● Your objective
Rewrite the entries from the line containing "Draw the outline of every instance of the <item>white" through the line containing "499 321 L 519", inclusive, swapping "mask" for "region" and changing nothing else.

***

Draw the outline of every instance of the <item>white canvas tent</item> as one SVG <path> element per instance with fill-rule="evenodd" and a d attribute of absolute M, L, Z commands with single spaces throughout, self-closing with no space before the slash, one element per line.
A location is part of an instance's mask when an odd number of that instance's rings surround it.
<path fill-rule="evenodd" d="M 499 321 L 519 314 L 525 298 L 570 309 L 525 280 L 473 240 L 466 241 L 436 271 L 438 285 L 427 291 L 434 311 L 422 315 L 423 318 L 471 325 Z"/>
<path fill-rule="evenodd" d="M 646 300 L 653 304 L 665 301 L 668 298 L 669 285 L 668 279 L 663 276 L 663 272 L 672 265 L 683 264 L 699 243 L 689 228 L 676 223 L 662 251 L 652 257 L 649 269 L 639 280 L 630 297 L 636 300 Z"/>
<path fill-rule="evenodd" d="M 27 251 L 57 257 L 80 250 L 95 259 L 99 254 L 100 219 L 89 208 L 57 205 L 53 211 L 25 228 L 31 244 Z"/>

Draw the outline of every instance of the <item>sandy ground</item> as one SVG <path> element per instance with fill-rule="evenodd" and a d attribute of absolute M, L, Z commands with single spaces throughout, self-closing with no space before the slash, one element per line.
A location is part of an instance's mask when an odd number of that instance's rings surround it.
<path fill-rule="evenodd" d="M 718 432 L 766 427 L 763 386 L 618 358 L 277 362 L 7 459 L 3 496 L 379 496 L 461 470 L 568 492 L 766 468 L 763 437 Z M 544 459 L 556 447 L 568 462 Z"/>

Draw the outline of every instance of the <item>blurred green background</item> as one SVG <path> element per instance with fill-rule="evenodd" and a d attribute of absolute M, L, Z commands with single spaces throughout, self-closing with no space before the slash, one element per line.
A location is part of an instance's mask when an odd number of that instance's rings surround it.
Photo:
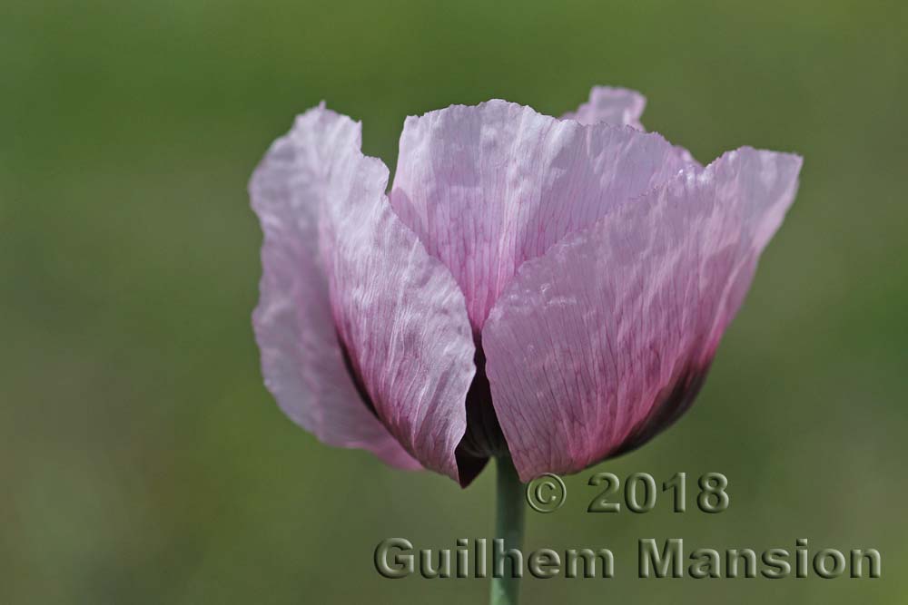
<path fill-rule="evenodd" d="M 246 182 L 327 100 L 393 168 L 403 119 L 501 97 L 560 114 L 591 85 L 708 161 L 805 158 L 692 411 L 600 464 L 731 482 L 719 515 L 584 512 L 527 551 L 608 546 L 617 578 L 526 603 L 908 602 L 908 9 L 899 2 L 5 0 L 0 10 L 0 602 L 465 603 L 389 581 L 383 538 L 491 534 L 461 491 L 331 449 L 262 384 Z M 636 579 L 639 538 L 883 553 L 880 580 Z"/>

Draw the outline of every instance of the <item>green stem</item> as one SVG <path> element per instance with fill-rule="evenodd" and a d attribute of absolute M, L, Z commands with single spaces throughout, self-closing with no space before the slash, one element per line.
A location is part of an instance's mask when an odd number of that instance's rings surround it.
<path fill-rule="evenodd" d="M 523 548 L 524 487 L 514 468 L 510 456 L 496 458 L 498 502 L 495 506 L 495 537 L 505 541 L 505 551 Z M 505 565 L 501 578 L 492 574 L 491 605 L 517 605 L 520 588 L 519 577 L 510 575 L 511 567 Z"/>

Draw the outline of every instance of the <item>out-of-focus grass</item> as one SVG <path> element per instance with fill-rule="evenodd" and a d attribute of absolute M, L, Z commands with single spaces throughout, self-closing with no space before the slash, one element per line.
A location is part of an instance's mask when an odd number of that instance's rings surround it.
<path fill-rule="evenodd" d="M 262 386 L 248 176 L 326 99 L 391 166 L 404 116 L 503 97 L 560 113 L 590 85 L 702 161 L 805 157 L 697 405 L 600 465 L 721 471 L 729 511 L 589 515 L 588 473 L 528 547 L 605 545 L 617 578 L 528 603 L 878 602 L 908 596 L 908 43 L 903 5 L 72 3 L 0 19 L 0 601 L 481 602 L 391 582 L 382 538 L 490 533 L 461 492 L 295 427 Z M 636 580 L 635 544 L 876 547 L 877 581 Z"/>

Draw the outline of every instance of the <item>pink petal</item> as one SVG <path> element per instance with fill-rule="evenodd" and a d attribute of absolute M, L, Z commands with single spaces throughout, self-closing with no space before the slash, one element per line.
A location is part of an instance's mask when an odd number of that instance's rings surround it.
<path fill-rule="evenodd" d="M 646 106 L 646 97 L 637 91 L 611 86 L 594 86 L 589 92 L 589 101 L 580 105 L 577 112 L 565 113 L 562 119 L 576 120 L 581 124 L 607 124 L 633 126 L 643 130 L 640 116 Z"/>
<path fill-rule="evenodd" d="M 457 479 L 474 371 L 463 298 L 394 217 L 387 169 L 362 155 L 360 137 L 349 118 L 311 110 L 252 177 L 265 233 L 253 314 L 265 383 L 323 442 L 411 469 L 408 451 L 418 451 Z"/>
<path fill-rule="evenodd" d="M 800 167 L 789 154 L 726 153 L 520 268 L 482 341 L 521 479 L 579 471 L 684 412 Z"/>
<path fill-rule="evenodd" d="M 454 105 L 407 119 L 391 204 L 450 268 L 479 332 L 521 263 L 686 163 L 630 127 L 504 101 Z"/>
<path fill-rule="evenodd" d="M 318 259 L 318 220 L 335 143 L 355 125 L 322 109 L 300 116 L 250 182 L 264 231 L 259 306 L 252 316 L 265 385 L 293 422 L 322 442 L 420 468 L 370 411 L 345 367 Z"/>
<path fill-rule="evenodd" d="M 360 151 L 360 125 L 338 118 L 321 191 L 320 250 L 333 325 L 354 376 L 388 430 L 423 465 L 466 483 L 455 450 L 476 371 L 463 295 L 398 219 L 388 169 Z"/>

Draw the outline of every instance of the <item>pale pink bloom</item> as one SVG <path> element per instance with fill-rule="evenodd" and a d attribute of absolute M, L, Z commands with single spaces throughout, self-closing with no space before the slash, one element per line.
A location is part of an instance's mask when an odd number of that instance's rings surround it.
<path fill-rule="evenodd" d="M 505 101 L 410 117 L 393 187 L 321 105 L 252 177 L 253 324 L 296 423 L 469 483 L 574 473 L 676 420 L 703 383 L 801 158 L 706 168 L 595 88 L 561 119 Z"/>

***

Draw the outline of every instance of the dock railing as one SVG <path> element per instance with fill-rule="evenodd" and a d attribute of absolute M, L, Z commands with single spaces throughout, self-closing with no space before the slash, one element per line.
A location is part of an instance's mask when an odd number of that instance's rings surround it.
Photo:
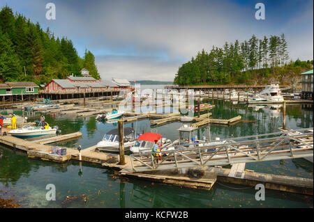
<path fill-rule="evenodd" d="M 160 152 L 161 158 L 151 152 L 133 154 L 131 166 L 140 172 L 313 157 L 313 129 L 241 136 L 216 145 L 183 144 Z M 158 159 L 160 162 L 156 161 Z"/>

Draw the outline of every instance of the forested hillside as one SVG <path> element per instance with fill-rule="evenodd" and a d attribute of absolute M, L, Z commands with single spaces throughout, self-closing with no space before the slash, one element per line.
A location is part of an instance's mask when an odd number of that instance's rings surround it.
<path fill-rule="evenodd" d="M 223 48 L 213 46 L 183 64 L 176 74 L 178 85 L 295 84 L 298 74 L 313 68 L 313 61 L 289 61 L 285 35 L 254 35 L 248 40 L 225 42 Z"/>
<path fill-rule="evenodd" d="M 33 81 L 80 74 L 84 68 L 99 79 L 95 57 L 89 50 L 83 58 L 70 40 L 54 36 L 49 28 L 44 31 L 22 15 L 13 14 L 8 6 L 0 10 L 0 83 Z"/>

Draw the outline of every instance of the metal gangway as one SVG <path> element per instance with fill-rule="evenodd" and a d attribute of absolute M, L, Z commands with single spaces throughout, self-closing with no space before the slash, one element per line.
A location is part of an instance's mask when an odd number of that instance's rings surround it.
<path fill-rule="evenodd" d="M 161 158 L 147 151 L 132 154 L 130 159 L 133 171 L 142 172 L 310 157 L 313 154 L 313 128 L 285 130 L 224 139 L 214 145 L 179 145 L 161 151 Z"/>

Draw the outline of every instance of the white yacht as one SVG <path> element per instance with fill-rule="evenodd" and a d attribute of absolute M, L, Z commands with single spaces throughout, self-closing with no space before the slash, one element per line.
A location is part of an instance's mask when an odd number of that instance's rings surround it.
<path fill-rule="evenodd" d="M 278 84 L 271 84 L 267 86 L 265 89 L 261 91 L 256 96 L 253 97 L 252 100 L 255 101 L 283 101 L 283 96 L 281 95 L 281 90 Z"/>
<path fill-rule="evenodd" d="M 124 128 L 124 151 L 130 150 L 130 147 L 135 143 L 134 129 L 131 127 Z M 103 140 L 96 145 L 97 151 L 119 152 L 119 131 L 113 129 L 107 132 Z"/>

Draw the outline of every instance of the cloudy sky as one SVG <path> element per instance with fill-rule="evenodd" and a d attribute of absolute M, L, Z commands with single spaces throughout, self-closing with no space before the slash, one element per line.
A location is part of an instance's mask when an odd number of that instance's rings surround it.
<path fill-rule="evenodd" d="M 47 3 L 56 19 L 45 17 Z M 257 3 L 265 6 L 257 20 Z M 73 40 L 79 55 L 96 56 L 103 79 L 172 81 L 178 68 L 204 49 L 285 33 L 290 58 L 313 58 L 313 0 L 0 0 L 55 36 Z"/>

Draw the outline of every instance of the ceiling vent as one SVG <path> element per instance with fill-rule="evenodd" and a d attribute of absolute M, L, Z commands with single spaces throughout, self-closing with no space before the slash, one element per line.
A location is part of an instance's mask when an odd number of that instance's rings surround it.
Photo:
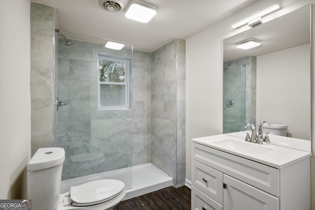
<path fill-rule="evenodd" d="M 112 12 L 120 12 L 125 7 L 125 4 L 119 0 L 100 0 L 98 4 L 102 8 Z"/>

***

● Completed task
Draw the outline of every instance of the <item>white canvas tent</item> as one SVG <path> element per instance with fill-rule="evenodd" and a d attribute of absolute M, L, Z commands with single spaces throughout, self-closing with no space before the slash, one element per line.
A location is part of an instance's region when an odd number of that instance's rings surround it.
<path fill-rule="evenodd" d="M 499 321 L 519 314 L 525 298 L 570 309 L 525 280 L 473 240 L 466 241 L 436 271 L 438 285 L 427 291 L 434 311 L 422 315 L 423 318 L 471 325 Z"/>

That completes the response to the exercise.